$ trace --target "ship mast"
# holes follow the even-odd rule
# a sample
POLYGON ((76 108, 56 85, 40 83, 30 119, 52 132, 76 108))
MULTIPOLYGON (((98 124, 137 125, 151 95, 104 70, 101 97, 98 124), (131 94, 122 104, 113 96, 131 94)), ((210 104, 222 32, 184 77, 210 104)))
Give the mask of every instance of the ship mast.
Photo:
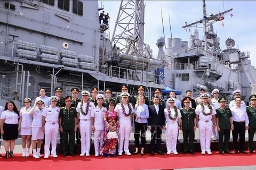
POLYGON ((204 23, 204 51, 205 55, 207 54, 207 37, 206 37, 206 8, 205 6, 205 0, 203 0, 203 16, 204 23))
_ _ _ _ _
To be done: Identify every line in the listing above that contains the string "ship", and copy each such line. Case counts.

Completed exercise:
$ trace --target "ship mast"
Give the mask of every instance of the ship mast.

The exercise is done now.